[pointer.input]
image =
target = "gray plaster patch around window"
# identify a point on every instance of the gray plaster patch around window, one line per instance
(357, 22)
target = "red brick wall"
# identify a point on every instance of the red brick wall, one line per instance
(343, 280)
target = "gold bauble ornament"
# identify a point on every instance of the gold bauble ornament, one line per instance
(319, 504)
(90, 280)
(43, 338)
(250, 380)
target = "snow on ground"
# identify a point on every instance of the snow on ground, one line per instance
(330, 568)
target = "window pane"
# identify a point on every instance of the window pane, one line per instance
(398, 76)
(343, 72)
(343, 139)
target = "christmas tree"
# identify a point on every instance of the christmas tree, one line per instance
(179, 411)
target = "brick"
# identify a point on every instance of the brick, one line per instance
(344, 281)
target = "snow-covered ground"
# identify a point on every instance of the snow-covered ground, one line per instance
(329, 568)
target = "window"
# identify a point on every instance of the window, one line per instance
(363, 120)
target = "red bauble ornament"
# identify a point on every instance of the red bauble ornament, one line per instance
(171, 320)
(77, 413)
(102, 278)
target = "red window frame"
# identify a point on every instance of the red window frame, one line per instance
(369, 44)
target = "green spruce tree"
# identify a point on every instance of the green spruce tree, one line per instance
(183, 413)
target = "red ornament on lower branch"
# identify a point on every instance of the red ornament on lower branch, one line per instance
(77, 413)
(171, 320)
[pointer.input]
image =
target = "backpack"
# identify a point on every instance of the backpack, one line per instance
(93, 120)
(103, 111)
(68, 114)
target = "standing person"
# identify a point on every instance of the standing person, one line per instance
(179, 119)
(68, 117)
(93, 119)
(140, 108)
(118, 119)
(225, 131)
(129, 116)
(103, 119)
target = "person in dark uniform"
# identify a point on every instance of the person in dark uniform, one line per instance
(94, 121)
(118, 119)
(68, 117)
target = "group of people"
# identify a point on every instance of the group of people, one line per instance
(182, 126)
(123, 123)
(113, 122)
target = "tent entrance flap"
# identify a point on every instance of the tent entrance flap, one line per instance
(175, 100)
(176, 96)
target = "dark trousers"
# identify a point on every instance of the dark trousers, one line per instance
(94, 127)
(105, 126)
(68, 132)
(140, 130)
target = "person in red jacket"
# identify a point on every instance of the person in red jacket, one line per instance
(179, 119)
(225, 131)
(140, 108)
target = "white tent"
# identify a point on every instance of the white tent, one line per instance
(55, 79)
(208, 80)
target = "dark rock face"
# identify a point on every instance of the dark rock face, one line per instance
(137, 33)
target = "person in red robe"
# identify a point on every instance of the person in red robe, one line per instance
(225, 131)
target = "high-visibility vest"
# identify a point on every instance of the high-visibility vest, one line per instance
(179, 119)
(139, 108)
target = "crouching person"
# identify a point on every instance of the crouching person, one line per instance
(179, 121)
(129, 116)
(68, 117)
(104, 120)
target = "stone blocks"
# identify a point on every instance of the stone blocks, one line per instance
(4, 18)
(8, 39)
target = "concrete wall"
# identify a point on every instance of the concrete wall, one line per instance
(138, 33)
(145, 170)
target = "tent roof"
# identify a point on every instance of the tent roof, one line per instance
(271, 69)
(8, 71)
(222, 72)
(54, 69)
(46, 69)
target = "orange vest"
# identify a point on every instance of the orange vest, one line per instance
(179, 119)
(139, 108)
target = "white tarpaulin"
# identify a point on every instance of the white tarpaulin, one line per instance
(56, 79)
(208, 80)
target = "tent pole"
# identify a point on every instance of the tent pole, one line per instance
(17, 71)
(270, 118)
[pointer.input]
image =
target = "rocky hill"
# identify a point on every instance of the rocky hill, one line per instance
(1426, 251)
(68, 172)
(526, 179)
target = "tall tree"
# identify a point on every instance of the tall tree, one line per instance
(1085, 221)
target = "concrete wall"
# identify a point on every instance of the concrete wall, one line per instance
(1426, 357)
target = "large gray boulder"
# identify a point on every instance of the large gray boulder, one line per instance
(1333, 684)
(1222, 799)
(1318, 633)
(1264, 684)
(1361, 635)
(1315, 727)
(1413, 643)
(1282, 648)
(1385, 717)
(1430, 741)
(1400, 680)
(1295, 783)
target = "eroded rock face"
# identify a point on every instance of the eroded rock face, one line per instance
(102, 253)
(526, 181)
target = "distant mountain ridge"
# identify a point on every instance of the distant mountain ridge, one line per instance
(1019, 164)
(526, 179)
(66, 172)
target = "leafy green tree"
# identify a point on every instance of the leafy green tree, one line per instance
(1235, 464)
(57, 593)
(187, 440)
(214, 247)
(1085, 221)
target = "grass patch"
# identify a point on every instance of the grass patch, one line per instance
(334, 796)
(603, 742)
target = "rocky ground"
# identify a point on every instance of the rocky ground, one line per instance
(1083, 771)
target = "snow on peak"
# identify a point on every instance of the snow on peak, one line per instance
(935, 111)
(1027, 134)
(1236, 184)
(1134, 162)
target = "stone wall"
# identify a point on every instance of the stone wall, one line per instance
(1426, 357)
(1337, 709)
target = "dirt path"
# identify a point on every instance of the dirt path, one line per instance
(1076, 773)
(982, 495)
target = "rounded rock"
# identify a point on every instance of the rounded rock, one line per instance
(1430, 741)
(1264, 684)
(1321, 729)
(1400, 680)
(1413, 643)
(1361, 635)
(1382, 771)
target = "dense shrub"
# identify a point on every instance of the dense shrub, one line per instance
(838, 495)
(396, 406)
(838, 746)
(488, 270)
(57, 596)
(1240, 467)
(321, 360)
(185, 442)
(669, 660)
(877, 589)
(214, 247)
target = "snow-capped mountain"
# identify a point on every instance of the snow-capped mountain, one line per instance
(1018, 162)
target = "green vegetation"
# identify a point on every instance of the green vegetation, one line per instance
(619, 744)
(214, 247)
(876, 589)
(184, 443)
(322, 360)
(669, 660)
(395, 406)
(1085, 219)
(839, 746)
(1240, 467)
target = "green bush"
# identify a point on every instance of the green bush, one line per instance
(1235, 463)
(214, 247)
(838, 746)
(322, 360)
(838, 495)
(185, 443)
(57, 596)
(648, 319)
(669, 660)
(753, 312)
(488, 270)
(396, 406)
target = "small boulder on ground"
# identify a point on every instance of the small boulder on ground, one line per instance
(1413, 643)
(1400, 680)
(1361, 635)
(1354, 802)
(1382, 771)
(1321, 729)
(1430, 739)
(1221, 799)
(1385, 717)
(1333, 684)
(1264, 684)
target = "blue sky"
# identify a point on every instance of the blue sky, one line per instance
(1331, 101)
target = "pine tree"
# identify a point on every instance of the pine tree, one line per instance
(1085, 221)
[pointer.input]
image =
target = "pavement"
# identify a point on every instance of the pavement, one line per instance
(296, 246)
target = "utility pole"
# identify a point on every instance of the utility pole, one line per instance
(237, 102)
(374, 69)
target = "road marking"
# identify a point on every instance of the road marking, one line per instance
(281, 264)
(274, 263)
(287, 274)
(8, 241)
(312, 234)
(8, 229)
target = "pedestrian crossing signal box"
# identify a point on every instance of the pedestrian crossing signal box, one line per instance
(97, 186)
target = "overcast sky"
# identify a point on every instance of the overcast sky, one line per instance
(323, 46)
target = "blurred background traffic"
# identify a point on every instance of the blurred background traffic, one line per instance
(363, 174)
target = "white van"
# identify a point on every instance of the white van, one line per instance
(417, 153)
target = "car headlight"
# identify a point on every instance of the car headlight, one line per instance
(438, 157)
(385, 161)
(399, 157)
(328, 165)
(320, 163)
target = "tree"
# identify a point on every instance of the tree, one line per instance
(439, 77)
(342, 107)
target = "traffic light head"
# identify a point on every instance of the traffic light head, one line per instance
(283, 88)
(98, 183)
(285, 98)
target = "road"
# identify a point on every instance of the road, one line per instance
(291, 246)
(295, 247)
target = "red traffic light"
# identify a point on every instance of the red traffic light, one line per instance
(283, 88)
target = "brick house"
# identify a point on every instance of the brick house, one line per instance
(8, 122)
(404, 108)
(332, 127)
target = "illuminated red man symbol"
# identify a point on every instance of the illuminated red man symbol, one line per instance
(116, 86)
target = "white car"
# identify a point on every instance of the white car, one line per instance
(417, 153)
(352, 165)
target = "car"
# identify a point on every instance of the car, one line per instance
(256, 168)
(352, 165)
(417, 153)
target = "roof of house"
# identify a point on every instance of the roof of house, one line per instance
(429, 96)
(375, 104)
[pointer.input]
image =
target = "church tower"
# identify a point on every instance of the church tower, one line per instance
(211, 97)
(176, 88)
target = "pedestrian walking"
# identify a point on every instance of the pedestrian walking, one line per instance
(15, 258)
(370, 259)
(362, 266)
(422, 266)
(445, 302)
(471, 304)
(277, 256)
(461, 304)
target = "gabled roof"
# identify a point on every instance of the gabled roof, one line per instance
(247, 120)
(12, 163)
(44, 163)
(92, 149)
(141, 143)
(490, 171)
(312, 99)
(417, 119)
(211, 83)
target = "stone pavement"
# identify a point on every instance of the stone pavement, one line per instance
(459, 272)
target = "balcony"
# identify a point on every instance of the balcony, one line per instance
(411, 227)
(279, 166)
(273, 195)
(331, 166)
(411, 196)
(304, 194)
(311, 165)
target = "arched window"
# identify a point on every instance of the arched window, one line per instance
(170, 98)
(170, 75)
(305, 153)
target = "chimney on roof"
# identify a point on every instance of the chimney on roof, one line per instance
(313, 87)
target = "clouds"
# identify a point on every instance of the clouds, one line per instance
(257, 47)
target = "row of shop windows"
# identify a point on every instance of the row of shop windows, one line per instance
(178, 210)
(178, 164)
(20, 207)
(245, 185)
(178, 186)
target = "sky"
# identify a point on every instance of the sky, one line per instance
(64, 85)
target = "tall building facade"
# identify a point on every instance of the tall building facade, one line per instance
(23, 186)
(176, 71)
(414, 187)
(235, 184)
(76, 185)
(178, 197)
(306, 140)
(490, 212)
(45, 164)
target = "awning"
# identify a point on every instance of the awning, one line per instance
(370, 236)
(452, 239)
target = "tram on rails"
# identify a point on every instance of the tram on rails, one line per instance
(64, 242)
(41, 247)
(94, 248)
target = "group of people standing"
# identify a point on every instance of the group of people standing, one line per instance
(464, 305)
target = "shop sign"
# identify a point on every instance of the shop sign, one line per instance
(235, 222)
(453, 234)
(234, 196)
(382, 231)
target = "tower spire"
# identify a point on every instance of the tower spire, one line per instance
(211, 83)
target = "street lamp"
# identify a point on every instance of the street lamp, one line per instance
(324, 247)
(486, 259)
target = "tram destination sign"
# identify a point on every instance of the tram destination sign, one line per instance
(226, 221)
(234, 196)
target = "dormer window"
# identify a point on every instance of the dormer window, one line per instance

----------------

_TASK_. Gather every line of the listing above that contains the word "dark" and copy each one out in its original order.

_COMPLETE RESPONSE_.
target = "person in dark uniform"
# identify a point on every instance of the person in dark uniform, one line per instance
target = "dark trousers"
# identify a point on every instance of the dark trousers, one line per instance
target = "dark rock face"
# identify a point on every instance of the dark rock face, one line per instance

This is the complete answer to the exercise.